▶ _Given instruction_
How many lines in the records below contain the string "water"? Reply with the number only.
_ _ _ _
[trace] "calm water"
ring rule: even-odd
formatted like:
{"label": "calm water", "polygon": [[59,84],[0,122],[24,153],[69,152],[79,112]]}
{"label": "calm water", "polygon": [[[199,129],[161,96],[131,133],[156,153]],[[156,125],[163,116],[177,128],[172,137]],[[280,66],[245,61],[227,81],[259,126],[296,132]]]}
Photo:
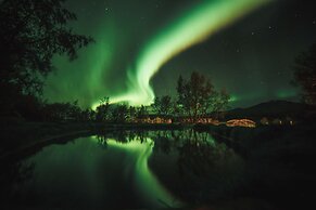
_ _ _ _
▶ _Solution_
3